**Source text**
╔══

If the current banking crisis looks like ’08, sounds like ‘08 and feels like ‘08, is it ‘08 all over again? Using abductive reasoning, the answer is yes.
But similarities between the two crises are deceiving, experts say. The current banking crisis is a separate, much smaller beast than in 2008.
In 2008, 25 banks failed, according to the Federal Deposit Insurance Corporation’s database. Included in that count is Washington Mutual, the largest bank failure in US history. Over the three years that followed, nearly 400 banks failed.
Three banks, Silicon Valley Bank, Signature Bank and First Republic Bank, have failed so far this year. But investors are fearful that there are more dominoes to fall.
One of those dominoes could be PacWest Bancorp. Shares of the bank were down as much as 30% on Thursday after it reported customers recently withdrew 9.5% of its total deposits.
Prior to 2008, there were no bank failures in 2005 or 2006 and just three in 2007. Similarly, two years before SVB collapsed in March there weren’t any bank failures.
In both cases, that’s not something worthy of celebrating, said Aaron Klein, former deputy assistant secretary at the Treasury Department. “When no banks are failing, we should be concerned.”
Leading up to both crises, “financial regulators were asleep at the switch — they went easy on banks and failed to require them to protect themselves,” he said.
But the causes of both crises are where the similarities start to end.
Banks failed in 2008 because they lent money to virtually anyone who wanted a loan, without sufficiently questioning whether they were going to pay it back on time. To complicate matters even further, banks marketed their faulty loans as safe investments and sold them off to investment banks and other kinds of financial institutions in complex packages.
When the housing bubble burst, the whole global financial system become infected by the faulty loans.
“The interconnectivity brought even the biggest banks to their knees,” University of Chicago Harris School of Public Policy professor Dave Schabes told CNN.

╚══

**Provided material**
╔══

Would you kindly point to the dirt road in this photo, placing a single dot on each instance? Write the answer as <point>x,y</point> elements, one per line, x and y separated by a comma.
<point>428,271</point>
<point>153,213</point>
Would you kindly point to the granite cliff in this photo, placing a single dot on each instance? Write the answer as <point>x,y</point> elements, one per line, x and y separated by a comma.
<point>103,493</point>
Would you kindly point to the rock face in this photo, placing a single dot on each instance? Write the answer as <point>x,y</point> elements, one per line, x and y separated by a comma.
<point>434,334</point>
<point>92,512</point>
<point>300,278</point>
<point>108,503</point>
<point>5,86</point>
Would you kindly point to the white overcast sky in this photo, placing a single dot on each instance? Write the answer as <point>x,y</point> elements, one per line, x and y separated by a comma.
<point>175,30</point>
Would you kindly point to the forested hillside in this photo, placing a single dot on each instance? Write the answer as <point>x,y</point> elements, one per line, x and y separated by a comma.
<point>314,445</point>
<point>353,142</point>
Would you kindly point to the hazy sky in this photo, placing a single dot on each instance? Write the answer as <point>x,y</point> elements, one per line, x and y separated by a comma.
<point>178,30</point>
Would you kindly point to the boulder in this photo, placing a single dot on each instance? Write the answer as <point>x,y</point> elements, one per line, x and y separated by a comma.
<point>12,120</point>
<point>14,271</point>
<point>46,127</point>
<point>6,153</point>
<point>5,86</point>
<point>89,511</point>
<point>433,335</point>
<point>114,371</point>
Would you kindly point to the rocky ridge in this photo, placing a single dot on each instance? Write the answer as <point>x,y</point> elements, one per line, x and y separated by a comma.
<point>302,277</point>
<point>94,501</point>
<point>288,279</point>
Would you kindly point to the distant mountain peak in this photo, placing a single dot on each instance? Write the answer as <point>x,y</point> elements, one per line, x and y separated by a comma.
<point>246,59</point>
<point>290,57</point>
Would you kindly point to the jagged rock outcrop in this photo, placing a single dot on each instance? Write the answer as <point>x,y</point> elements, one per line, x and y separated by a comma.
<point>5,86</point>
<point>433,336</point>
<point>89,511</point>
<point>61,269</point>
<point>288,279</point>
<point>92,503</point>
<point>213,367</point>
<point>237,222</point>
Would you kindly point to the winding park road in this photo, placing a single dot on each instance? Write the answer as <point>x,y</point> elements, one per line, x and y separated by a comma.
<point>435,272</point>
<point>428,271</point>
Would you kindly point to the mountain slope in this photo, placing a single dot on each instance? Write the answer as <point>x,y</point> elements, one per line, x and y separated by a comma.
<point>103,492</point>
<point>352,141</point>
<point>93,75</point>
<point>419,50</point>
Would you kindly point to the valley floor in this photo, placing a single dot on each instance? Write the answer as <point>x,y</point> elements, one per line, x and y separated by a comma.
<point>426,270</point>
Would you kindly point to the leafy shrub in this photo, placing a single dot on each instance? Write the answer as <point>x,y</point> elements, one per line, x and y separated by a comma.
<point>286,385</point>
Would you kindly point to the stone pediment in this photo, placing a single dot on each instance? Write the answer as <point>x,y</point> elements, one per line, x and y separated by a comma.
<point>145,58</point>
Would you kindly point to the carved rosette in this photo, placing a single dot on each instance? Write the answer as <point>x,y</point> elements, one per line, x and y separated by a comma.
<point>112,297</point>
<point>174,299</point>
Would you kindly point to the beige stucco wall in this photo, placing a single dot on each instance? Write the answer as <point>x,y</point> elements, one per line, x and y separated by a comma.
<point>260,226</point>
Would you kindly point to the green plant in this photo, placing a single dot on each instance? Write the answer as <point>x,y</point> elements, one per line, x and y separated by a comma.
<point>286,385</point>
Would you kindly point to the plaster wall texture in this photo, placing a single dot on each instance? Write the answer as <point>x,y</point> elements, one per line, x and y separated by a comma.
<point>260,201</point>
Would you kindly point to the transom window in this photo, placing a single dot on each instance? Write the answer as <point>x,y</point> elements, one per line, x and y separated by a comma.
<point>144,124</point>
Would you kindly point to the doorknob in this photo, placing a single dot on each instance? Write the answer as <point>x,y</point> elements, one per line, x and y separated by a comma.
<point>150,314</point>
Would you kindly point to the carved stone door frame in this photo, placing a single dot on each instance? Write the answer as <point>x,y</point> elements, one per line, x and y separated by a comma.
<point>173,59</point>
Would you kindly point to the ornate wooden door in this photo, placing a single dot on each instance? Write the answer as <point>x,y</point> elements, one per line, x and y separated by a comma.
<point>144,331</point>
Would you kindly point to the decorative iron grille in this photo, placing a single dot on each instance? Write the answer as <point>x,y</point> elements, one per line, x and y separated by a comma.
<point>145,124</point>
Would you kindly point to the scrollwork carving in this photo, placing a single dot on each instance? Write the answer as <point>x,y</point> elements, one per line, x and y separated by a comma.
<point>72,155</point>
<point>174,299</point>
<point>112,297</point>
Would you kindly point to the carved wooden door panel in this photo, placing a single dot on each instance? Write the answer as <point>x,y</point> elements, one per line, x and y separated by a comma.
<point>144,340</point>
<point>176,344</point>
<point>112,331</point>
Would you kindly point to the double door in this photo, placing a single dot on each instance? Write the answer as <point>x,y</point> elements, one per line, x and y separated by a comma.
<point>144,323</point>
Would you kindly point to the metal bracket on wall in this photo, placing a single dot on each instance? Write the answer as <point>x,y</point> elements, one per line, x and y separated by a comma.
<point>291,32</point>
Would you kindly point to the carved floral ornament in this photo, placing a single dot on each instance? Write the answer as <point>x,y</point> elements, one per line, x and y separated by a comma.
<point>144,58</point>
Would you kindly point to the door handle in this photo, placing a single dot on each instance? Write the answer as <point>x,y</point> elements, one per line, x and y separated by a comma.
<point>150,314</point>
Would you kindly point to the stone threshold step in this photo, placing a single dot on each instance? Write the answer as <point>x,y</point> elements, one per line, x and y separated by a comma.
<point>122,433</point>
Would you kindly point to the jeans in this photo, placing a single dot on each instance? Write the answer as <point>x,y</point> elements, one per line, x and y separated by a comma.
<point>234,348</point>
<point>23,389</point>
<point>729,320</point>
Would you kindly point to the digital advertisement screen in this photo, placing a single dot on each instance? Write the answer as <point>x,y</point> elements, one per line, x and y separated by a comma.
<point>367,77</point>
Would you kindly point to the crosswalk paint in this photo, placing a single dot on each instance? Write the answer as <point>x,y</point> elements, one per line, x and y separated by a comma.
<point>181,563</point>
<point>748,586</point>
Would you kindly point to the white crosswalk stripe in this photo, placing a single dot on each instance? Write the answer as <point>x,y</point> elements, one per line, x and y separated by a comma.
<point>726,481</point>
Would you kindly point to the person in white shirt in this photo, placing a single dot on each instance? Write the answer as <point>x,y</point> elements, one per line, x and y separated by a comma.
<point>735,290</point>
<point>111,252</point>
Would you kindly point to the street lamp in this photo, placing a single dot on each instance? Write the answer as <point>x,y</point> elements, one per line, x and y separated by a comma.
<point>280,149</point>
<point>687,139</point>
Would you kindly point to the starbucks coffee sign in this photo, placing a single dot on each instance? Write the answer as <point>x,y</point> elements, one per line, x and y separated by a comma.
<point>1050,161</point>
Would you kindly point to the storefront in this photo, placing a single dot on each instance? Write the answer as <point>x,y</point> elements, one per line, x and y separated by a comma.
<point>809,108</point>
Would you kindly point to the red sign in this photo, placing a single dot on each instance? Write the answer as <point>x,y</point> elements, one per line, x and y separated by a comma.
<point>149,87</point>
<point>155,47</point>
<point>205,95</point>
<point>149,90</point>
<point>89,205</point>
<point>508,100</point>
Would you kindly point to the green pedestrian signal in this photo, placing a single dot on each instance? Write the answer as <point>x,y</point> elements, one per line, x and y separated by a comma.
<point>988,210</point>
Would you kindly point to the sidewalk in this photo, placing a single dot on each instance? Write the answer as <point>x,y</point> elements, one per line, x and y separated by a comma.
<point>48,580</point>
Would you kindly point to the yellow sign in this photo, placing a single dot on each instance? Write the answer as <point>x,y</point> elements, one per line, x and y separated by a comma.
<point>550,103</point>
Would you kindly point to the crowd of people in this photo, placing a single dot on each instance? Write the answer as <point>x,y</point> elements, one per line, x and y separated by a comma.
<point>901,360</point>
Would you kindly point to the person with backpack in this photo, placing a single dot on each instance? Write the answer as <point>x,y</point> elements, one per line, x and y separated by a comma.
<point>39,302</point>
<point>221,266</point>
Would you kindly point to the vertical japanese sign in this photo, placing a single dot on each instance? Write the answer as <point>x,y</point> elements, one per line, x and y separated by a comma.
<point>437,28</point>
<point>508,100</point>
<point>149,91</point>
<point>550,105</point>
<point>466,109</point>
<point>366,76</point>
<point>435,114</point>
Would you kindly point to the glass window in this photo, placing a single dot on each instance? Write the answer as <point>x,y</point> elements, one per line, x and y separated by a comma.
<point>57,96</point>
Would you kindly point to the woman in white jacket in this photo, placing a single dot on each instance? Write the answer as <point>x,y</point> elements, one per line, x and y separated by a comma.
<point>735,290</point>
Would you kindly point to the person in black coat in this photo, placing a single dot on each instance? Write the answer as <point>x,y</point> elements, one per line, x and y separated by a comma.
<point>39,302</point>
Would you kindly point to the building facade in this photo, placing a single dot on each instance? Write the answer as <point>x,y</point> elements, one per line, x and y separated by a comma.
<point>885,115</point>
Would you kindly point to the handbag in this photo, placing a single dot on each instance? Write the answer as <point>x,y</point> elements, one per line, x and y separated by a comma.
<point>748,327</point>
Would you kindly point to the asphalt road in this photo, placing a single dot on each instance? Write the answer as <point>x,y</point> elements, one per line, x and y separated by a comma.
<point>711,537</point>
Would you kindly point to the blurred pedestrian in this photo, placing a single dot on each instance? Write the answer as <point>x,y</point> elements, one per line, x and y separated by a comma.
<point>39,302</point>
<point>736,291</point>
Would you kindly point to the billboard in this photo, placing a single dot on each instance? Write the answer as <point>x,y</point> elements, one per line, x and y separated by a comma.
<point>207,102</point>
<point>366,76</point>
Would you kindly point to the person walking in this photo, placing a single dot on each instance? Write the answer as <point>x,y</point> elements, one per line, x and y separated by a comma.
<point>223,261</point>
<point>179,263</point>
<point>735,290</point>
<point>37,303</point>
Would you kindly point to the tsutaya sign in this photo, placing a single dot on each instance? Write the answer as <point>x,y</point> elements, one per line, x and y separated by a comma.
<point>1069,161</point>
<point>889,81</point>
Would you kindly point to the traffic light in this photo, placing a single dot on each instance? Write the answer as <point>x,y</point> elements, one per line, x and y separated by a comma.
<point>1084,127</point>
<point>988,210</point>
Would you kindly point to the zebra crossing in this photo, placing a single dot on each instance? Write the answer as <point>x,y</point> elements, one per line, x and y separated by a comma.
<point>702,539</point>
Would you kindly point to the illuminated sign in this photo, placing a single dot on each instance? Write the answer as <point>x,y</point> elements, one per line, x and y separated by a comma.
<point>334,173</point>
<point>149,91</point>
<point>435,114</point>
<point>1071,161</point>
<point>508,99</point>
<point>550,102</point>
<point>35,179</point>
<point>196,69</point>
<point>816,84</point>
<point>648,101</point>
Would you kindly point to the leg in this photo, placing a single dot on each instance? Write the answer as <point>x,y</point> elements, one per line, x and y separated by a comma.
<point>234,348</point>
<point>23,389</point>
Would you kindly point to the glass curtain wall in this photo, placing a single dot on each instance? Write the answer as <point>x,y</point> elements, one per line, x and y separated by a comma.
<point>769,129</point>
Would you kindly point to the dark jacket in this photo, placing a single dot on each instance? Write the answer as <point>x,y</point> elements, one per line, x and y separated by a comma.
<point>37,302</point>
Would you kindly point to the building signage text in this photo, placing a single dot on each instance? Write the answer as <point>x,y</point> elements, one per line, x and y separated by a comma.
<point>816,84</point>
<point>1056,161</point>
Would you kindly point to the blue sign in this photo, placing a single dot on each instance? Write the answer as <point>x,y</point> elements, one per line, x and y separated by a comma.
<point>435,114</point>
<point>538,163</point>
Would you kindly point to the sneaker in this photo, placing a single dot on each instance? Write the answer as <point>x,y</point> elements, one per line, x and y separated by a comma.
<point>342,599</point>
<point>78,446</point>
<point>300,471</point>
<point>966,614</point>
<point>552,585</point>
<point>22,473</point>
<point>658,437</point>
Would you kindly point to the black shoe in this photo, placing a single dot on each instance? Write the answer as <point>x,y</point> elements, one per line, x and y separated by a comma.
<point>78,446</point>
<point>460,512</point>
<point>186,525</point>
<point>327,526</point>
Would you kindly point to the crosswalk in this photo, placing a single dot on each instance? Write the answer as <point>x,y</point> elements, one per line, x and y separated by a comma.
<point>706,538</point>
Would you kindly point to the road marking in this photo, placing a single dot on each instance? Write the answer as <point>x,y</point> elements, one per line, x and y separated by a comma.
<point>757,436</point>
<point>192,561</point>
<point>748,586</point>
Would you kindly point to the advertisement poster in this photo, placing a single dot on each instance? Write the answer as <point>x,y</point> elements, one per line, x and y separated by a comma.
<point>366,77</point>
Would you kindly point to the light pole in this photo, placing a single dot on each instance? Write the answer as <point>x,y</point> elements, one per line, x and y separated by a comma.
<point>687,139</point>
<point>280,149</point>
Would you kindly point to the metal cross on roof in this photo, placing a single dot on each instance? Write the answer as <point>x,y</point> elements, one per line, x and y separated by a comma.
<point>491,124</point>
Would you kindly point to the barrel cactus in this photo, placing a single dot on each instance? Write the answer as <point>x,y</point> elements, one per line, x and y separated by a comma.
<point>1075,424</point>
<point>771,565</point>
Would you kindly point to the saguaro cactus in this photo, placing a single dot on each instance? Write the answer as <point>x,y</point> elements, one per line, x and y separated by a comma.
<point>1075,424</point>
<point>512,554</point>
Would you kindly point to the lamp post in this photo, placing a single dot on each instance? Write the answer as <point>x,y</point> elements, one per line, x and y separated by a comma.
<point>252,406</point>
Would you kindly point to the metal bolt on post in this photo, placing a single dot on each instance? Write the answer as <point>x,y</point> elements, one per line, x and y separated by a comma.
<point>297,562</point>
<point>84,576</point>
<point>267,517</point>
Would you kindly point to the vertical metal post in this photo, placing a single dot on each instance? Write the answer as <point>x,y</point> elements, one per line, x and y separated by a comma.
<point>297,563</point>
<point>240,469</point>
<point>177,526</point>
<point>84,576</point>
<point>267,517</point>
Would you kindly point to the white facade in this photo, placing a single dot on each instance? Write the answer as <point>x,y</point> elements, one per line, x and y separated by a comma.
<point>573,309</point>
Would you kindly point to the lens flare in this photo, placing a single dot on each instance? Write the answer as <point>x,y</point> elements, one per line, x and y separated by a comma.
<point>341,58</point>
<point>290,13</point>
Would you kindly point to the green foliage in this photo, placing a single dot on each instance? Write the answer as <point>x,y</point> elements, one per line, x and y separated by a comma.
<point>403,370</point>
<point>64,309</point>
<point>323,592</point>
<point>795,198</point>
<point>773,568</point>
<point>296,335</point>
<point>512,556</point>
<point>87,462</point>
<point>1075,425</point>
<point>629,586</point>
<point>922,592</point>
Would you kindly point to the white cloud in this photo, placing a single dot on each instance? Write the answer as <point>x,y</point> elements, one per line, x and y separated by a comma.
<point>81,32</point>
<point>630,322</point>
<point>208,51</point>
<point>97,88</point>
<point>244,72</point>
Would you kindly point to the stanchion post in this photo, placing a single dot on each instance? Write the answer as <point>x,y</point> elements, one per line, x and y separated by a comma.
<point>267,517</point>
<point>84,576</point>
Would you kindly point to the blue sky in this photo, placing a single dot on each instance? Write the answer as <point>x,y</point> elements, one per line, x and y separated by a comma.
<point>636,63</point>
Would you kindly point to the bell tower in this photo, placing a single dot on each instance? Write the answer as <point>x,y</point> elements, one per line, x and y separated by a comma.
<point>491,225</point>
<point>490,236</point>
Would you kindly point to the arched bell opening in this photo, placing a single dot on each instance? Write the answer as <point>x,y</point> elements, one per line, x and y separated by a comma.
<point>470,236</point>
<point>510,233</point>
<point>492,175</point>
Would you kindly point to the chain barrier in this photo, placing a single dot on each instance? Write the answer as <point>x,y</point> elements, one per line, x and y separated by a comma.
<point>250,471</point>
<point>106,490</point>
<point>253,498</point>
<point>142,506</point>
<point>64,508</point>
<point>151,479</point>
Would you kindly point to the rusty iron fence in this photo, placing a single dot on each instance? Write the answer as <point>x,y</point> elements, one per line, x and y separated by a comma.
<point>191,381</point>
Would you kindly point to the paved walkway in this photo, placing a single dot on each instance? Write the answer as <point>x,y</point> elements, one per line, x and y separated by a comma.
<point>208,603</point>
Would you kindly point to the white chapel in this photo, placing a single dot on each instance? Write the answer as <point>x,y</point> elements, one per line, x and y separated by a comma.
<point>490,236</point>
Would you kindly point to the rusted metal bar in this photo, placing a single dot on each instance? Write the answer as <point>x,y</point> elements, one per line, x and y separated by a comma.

╚══

**Exercise requirements**
Can you update the banking crisis article, starting with "Leading up to" and going on through "in complex packages.", so that "regulators" is replaced by "supervisors"? The listing is separate material from the banking crisis article.

**Solution to the problem**
Leading up to both crises, “financial supervisors were asleep at the switch — they went easy on banks and failed to require them to protect themselves,” he said.
But the causes of both crises are where the similarities start to end.
Banks failed in 2008 because they lent money to virtually anyone who wanted a loan, without sufficiently questioning whether they were going to pay it back on time. To complicate matters even further, banks marketed their faulty loans as safe investments and sold them off to investment banks and other kinds of financial institutions in complex packages.